#### CHALLENGE
Retype the data below without altering anything.

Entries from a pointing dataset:

-- START --

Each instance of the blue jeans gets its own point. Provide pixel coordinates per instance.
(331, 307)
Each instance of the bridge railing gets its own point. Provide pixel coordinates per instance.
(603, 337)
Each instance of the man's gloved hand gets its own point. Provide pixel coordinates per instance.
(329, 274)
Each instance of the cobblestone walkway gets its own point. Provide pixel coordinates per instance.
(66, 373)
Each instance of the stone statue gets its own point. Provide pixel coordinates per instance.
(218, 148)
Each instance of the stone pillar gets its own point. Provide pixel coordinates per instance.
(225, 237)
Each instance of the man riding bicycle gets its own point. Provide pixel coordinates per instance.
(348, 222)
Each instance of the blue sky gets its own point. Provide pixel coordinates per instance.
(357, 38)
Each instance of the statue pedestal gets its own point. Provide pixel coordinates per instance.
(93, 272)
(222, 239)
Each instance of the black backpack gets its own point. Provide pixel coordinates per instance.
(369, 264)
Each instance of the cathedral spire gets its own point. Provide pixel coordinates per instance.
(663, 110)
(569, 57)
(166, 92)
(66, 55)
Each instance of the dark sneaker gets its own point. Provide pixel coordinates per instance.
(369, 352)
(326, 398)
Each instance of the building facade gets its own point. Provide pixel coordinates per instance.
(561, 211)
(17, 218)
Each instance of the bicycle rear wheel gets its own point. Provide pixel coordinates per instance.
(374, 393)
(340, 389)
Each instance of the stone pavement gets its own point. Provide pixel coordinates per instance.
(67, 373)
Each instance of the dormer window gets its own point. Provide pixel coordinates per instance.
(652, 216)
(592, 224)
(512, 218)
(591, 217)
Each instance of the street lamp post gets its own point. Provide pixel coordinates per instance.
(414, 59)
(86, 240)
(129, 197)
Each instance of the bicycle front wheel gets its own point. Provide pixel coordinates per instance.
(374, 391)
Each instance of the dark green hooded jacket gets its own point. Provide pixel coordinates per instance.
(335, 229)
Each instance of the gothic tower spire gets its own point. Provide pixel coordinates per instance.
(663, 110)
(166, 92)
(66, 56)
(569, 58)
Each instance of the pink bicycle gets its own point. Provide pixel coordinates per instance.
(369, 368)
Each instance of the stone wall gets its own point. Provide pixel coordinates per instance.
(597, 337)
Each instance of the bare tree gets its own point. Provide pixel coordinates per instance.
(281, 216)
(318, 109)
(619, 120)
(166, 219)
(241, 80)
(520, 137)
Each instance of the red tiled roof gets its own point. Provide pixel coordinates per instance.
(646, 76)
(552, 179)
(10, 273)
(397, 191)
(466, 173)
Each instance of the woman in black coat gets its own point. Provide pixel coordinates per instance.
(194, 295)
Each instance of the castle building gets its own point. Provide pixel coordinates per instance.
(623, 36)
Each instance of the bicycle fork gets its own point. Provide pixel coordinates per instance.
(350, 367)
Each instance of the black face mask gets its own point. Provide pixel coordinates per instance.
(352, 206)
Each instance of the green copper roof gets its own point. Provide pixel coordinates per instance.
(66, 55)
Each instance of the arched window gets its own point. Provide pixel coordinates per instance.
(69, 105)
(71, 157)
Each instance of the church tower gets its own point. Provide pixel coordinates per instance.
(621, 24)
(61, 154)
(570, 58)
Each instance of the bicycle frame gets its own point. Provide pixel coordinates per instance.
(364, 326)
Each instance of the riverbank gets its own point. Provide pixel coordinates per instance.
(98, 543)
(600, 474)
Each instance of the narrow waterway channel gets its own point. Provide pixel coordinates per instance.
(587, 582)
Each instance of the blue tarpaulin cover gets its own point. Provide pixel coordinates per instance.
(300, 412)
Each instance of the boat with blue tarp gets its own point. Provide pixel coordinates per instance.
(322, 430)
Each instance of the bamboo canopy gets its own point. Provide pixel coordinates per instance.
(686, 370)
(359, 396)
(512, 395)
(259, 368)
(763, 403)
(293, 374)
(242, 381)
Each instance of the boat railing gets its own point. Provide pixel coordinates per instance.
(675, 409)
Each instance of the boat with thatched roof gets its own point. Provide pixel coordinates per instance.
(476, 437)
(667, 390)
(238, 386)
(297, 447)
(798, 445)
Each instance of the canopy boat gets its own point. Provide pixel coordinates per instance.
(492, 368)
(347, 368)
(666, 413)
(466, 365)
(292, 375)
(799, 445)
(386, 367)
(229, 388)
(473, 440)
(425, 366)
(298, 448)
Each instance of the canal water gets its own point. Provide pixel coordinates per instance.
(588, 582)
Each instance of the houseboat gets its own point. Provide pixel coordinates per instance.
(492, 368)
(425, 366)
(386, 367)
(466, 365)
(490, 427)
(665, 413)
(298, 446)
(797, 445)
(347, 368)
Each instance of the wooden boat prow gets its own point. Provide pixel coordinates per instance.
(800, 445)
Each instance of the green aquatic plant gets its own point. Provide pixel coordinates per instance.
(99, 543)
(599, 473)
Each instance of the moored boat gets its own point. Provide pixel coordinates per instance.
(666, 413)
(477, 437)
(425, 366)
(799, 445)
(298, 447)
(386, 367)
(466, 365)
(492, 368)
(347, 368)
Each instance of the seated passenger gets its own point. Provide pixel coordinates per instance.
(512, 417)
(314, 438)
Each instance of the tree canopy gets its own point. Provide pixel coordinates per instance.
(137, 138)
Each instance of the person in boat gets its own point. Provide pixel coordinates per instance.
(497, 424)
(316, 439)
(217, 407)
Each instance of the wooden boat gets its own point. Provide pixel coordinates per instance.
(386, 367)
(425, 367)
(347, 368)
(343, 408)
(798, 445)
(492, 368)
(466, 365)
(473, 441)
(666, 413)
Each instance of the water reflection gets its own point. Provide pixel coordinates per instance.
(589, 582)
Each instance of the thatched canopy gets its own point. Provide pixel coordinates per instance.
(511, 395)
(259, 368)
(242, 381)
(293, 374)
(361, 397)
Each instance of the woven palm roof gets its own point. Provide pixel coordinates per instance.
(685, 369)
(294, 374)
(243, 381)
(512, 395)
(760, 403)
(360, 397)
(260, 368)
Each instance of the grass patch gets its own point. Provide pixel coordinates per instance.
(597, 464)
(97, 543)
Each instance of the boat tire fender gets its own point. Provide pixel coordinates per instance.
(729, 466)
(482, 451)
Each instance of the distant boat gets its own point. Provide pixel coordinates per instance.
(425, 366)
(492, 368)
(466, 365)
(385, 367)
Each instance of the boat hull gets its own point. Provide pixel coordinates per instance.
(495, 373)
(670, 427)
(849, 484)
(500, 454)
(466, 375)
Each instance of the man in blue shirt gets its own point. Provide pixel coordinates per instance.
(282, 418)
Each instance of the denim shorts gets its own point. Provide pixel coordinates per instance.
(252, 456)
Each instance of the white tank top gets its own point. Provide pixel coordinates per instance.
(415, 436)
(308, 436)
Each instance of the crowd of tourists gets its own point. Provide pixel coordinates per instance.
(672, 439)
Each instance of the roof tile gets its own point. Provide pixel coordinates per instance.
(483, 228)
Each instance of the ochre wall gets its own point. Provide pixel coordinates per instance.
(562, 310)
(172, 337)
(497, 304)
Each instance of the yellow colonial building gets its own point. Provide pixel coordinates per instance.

-- END --

#### THE SOLUTION
Each instance of the blue jeans gets its own point. Provide pixel coordinates per instance.
(331, 307)
Each instance of the bridge railing gets its own point. Provide pixel coordinates per instance.
(603, 337)
Each instance of the man's gloved hand gets its own point. Provide pixel coordinates per instance.
(329, 274)
Each instance of the cobblestone walkway gets its own point. Provide pixel coordinates per instance.
(66, 373)
Each instance of the stone statue gets its own point. Provide pixel coordinates per instance.
(218, 148)
Each instance of the stone pillar gets its own point. Provide pixel coordinates per instance.
(225, 237)
Each instance of the man riding bicycle gets its own point. Provide pixel coordinates per instance.
(348, 222)
Each instance of the blue sky gets its own point. Provide pixel coordinates per instance.
(357, 38)
Each instance of the statue pedestal gets its own point. Provide pixel coordinates per instance.
(93, 272)
(222, 239)
Each instance of the black backpack gets its own point. Provide pixel coordinates per instance.
(369, 264)
Each instance of the cathedral spire gets its own point. Provide pixel coordinates per instance.
(663, 110)
(569, 57)
(166, 92)
(66, 55)
Each instance of the dark sneaker gets its own point. Provide pixel coordinates per instance.
(369, 352)
(326, 398)
Each instance of the building facade gets its own point. Provide pixel coordinates per instance.
(561, 211)
(17, 218)
Each instance of the bicycle rear wheel gets its own point. Provide pixel coordinates per instance.
(374, 393)
(340, 389)
Each instance of the stone pavement gets its own point. Provide pixel coordinates per instance.
(67, 373)
Each instance of the dormer window gets its own point. Provide pixel coordinates per instance.
(652, 216)
(592, 224)
(512, 218)
(591, 217)
Each instance of the street lamp post gets its own point. Provide pixel coordinates per instance.
(414, 59)
(86, 240)
(129, 197)
Each instance of the bicycle front wheel gets its own point. Provide pixel coordinates per instance.
(374, 391)
Each instance of the dark green hooded jacket gets its own point. Provide pixel coordinates per instance.
(335, 229)
Each instance of the gothic tower spire gets its own point. Provide pixel coordinates per instance.
(663, 110)
(166, 92)
(66, 56)
(569, 58)
Each instance of the pink bicycle gets its own point. Provide pixel coordinates per instance.
(369, 368)
Each instance of the stone wall gets its own point. Provide pixel coordinates per instance.
(597, 337)
Each instance of the bare tree gets its own point. Provide pixel coordinates per instance.
(281, 216)
(318, 109)
(619, 120)
(166, 219)
(241, 80)
(520, 137)
Each instance of the red tiled roof gets its own point. Provide pixel coordinates per instance.
(646, 76)
(552, 179)
(10, 273)
(397, 191)
(466, 173)
Each instance of the woman in black coat gets its own point. Provide pixel coordinates per instance.
(194, 295)
Each instance of the castle building gets its own point. Provide pixel coordinates per instance.
(623, 36)
Each instance of the bicycle fork gets its own point. Provide pixel coordinates per instance.
(350, 367)
Each instance of the black face mask gets its own point. Provide pixel coordinates per instance.
(352, 206)
Each instance of the green copper roof gets its own point. Provide pixel coordinates per instance.
(66, 55)
Each instance of the arched window gets its own point. Provide pixel coordinates per instance.
(69, 105)
(71, 157)
Each instance of the church tower gets its own point. Provide pixel coordinates per instance.
(621, 24)
(61, 154)
(570, 58)
Each instance of the bicycle frame gets its own point. Provide pixel coordinates per instance.
(364, 326)
Each instance of the riverbank gets its own point. Provide pixel coordinates per instance.
(98, 543)
(600, 474)
Each instance of the narrow waterway channel gets its own point. Provide pixel coordinates per instance.
(587, 582)
Each instance of the blue tarpaulin cover gets its own point. Provide pixel coordinates per instance.
(300, 412)
Each instance of the boat with blue tarp gets its own point. Provide pixel coordinates per instance.
(322, 430)
Each instance of the bamboo canopy gets its own point. Provide pixel coordinates per instance.
(686, 370)
(359, 396)
(512, 395)
(259, 368)
(763, 403)
(293, 374)
(242, 381)
Each instance of the boat railing gets its own point. Provide pixel coordinates per instance.
(675, 409)
Each instance of the boat with thatched roof gets its own point. Provide pixel coordinates per instance.
(476, 437)
(667, 390)
(238, 386)
(297, 447)
(798, 445)
Each instance of the canopy boat gets its own point. Provide pixel coordinates per instance.
(492, 368)
(347, 368)
(666, 413)
(466, 365)
(292, 375)
(799, 445)
(386, 367)
(229, 388)
(473, 440)
(425, 366)
(298, 448)
Each instance of the canal water gets its own point. Provide pixel coordinates per instance.
(588, 582)
Each instance of the houseboat gets its own point. Provide pixel coordinates per instance.
(492, 368)
(425, 366)
(386, 367)
(466, 365)
(490, 427)
(665, 413)
(298, 446)
(797, 445)
(347, 368)
Each instance of the wooden boat prow gets its own point. Provide pixel coordinates per instance.
(800, 445)
Each instance of the green aquatic plant gets its own point. Provide pixel coordinates per instance.
(99, 543)
(599, 473)
Each instance of the moored boat gets its own point. Provide pixel coordinates per instance.
(666, 413)
(477, 437)
(425, 366)
(799, 445)
(298, 447)
(386, 367)
(466, 365)
(492, 368)
(347, 368)
Each instance of the seated passenger gets its own point. Provide pixel coordinates per instance.
(512, 417)
(314, 438)
Each instance of the tree canopy gets its own point. Provide pixel coordinates per instance.
(137, 138)
Each instance of the person in boat gets its own point. Provide pixel coordinates per instance.
(497, 424)
(316, 439)
(217, 407)
Each instance of the wooden boat gets its own point. Provide pixel coordinates per instance.
(386, 367)
(425, 367)
(347, 368)
(343, 408)
(798, 445)
(492, 368)
(466, 365)
(473, 441)
(666, 413)
Each instance of the water reflection gets its own point. Provide pixel coordinates per instance.
(589, 582)
Each instance of the thatched canopy gets its own point. Provide pixel coordinates per instance.
(511, 395)
(259, 368)
(242, 381)
(293, 374)
(361, 397)
Each instance of the woven palm roof gets its own point. Provide pixel coordinates per instance.
(685, 369)
(294, 374)
(243, 381)
(512, 395)
(760, 403)
(360, 397)
(260, 368)
Each instance of the grass patch gets its own point. Provide pixel coordinates per instance.
(597, 464)
(97, 543)
Each instance of the boat tire fender gets its own point. Provide pixel coordinates per instance.
(729, 466)
(482, 451)
Each instance of the distant boat gets its own point. Provide pixel coordinates per instance.
(425, 366)
(492, 368)
(466, 365)
(385, 367)
Each instance of the boat hull gets its own point. Provide pixel coordinates per instance.
(495, 373)
(670, 427)
(849, 484)
(500, 454)
(466, 375)
Each instance of the man in blue shirt gets its own point. Provide pixel coordinates per instance.
(282, 418)
Each instance of the denim shorts gets its own point. Provide pixel coordinates per instance.
(252, 456)
Each instance of the white tank top gets its own point. Provide pixel coordinates per instance.
(415, 436)
(308, 436)
Each instance of the crowd of tourists gets its own point. Provide pixel coordinates per instance.
(672, 439)
Each instance of the roof tile gets its own point. Provide pixel coordinates per instance.
(483, 228)
Each instance of the ochre wall gets its own point. Provide pixel coordinates per instance.
(562, 310)
(172, 337)
(497, 304)
Each instance of the yellow colonial building gets its own point. Provide pixel coordinates per instance.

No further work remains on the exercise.